REQUIREMENT 1
According to the Crystal Red Shrimp excerpt, who patented the name "Crystal Red" in Japan?
REQUIREMENT 2
Please set down everything in the Crystal Red Shrimp excerpt from "Normally, there is" down to "Dudgeon, 1985, 1987)", word for word.
REQUIREMENT 3
Resume the Crystal Red Shrimp excerpt after its last sentence.

Normally, there is only one page for the whole specie (here Caridina cf. cantonensis), and not a specific post for one variety. However, the Crystal Red Shrimp is so widely spread out amongst enthusiasts, that we have decided to make a detailed and personalized page for this variety.

Crystal Red Shrimp is not a scientific name and although it is now determined like a variety of Caridina cf. cantonensis, it was previously specified as Caridina serrata sp. bee until 1999. (/!\ Information to verify, as an invalid synonym exists Neocaridina serrata Dudgeon, 1985, 1987)

This is a stabilized recessive selection of the red gene in Caridina cf. cantonensis ‘bee’. Created in 1991 for the first time, this selection was described by the shrimp breeder Hisayasu Suzuki, who patented the name “Crystal Red” in Japan .

source : the articleRed bee shrimp in the fresh water tank

On 1996/5/17, Japanese newspaper reported.

ENTRIES SUPPLIED
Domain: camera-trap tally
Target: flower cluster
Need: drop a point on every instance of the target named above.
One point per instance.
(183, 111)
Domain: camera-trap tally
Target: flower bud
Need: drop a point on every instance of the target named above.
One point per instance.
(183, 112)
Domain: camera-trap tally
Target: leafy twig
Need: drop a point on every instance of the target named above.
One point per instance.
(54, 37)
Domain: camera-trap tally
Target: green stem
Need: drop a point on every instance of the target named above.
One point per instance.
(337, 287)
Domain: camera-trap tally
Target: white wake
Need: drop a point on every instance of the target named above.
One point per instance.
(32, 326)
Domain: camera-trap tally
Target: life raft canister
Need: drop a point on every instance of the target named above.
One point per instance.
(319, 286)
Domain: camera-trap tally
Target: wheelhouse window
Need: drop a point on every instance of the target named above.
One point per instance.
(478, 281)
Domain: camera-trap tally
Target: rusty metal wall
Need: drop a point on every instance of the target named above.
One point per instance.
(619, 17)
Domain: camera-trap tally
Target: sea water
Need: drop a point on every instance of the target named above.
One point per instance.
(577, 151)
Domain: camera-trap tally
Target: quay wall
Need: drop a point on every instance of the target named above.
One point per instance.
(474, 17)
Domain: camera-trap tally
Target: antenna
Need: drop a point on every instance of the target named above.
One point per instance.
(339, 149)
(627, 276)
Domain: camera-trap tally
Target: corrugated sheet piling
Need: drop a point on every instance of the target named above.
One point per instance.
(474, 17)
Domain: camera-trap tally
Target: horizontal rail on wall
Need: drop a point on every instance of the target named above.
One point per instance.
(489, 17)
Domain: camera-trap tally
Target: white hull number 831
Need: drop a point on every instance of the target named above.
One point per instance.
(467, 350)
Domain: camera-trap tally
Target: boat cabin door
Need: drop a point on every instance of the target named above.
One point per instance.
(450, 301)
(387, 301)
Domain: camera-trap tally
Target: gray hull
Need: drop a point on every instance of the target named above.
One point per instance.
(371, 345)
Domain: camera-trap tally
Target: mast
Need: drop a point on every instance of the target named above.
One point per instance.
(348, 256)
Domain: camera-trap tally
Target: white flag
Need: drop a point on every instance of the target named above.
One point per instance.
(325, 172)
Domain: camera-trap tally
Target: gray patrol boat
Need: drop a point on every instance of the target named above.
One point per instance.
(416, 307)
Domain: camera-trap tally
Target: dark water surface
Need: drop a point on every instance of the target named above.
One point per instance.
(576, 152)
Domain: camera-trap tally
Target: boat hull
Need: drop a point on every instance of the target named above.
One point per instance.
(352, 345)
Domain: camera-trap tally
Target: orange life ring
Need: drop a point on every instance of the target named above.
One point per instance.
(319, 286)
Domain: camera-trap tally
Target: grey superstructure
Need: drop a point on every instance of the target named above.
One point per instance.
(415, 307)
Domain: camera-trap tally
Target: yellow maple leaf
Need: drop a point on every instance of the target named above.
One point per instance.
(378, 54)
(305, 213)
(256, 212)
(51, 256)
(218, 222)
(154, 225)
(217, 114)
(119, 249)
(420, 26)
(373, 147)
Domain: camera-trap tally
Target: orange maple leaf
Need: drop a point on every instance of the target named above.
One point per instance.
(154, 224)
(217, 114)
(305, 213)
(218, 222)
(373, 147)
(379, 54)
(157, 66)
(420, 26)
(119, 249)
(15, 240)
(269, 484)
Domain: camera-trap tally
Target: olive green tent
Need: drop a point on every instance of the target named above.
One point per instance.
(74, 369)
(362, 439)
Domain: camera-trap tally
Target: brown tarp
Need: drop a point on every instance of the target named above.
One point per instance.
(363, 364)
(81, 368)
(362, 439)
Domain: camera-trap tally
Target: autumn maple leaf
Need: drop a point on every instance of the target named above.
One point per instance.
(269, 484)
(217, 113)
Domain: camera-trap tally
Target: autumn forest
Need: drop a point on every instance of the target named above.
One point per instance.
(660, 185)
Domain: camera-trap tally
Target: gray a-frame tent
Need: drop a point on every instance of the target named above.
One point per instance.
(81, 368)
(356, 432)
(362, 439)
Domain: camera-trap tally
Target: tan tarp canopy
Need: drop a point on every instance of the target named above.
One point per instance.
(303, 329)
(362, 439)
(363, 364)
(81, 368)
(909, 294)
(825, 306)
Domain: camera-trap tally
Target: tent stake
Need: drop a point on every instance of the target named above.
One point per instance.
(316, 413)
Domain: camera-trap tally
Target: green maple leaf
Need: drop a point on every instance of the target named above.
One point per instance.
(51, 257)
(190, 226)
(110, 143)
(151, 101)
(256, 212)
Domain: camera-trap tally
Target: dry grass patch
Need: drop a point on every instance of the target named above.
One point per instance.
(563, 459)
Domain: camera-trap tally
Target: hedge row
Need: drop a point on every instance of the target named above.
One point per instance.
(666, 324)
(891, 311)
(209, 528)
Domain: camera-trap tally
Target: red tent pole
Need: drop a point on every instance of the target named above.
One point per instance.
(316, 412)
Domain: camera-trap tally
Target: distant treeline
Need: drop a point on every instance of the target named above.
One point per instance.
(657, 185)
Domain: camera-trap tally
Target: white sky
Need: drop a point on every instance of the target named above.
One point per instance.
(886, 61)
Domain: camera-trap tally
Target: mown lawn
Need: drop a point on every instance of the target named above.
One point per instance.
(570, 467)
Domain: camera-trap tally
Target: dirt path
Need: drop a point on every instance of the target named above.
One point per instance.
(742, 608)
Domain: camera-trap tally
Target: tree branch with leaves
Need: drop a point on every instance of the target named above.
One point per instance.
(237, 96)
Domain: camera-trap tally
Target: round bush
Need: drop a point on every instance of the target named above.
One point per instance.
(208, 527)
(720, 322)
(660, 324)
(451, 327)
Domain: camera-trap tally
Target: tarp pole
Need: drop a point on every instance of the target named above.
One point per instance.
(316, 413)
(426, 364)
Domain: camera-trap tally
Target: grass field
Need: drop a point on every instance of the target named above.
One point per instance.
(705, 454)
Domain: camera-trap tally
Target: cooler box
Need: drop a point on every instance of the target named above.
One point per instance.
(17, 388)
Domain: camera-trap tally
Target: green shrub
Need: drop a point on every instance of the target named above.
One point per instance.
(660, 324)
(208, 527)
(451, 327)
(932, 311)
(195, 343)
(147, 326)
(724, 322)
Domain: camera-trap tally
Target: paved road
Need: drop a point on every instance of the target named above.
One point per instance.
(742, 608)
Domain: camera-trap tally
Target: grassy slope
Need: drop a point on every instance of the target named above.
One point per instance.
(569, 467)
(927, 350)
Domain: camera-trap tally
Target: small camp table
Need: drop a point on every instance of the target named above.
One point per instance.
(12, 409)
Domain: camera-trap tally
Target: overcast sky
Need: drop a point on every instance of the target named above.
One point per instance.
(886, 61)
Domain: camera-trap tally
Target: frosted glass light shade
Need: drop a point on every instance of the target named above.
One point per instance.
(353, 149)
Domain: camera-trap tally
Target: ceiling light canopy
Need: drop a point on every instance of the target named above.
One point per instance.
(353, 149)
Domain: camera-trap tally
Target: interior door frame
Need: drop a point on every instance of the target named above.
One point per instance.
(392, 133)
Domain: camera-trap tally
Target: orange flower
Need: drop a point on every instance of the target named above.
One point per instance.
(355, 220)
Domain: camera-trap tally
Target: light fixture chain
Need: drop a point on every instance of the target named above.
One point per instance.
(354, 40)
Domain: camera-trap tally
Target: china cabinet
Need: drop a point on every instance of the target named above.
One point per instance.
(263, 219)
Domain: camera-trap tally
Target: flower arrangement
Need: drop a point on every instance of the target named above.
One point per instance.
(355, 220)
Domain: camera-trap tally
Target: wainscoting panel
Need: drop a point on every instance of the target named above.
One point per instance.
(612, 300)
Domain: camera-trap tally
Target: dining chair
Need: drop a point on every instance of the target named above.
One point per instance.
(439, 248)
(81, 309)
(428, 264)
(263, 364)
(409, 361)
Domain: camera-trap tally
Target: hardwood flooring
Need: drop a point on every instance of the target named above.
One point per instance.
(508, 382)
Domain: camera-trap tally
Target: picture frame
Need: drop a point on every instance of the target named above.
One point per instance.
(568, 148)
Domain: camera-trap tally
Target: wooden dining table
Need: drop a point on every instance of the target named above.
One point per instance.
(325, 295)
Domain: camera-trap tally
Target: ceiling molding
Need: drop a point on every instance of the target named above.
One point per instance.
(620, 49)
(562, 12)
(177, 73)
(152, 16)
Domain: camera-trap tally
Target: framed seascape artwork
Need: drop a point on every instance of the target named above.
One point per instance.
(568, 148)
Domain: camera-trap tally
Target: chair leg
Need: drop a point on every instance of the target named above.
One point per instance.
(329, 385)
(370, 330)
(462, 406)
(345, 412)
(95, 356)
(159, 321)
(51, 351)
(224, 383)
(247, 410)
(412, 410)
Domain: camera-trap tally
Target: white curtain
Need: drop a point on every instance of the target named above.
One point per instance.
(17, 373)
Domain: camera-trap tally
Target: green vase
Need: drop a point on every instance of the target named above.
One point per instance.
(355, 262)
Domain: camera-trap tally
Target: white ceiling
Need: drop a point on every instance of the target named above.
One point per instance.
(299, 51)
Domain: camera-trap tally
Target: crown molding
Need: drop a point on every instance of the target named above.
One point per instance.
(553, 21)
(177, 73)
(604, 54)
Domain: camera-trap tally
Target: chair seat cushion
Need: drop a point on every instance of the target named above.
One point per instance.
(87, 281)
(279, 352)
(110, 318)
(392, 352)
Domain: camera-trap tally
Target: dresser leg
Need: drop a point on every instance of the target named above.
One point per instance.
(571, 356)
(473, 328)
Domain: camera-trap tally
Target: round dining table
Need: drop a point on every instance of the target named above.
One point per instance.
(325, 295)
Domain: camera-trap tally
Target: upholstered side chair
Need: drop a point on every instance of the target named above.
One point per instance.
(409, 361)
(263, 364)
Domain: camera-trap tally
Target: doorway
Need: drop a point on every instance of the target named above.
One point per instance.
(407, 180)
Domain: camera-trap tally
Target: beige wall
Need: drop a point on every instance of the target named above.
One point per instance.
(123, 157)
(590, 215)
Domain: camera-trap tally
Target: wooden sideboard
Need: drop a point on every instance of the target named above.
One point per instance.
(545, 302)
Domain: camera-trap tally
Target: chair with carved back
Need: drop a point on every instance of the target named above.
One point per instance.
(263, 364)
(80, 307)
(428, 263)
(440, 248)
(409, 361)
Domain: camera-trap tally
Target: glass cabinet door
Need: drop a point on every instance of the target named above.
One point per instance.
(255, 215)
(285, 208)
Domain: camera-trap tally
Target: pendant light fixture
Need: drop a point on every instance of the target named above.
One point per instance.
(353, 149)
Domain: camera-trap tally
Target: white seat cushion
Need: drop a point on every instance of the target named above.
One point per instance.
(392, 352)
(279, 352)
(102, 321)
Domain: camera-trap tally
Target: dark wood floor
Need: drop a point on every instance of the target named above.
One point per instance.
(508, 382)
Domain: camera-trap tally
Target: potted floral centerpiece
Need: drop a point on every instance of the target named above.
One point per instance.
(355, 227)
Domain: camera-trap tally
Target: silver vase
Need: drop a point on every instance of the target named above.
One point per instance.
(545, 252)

RESPONSE BOX 1
Hisayasu Suzuki, a shrimp breeder, patented the name "Crystal Red" in Japan.

RESPONSE BOX 2
Normally, there is only one page for the whole specie (here Caridina cf. cantonensis), and not a specific post for one variety. However, the Crystal Red Shrimp is so widely spread out amongst enthusiasts, that we have decided to make a detailed and personalized page for this variety.

Crystal Red Shrimp is not a scientific name and although it is now determined like a variety of Caridina cf. cantonensis, it was previously specified as Caridina serrata sp. bee until 1999. (/!\ Information to verify, as an invalid synonym exists Neocaridina serrata Dudgeon, 1985, 1987)

RESPONSE BOX 3
Mr. HISAYASU SUZUKI has succeeded in breeding true red bee shrimp. He has named the shrimp “Crystal Red” and has been awarded a patent for his new shrimp.

Mr, SUZUKI has been breeding normal bee shrimps, which are banded with black stripes and has spent more than 8 million yen developing methods for breeding them over the past 6 years. Three years ago, he notice a single red bee shrimp in a batch of about a thousand shrimp.
This first red bee shrimp died but three generations of bee shrimp later, he discovered 3 red bee shrimps among the 3,000 he had bred.
He was successful in breeding the 3 red bee shrimp and now has more than 8,000 red bee shrimp in his tanks.

Mr. SUZUKI is a master of a small SUSHI bar in Aichi, Japan.
The Crystal Red bee shrimp is truly red. It’s color is just like that of boiled shrimp on Sushi rice.

#Above English is given from Justin P. Healy. (Than’x Justin !.)

Origin : Japan (The wild type - not selected- comes from the South of China)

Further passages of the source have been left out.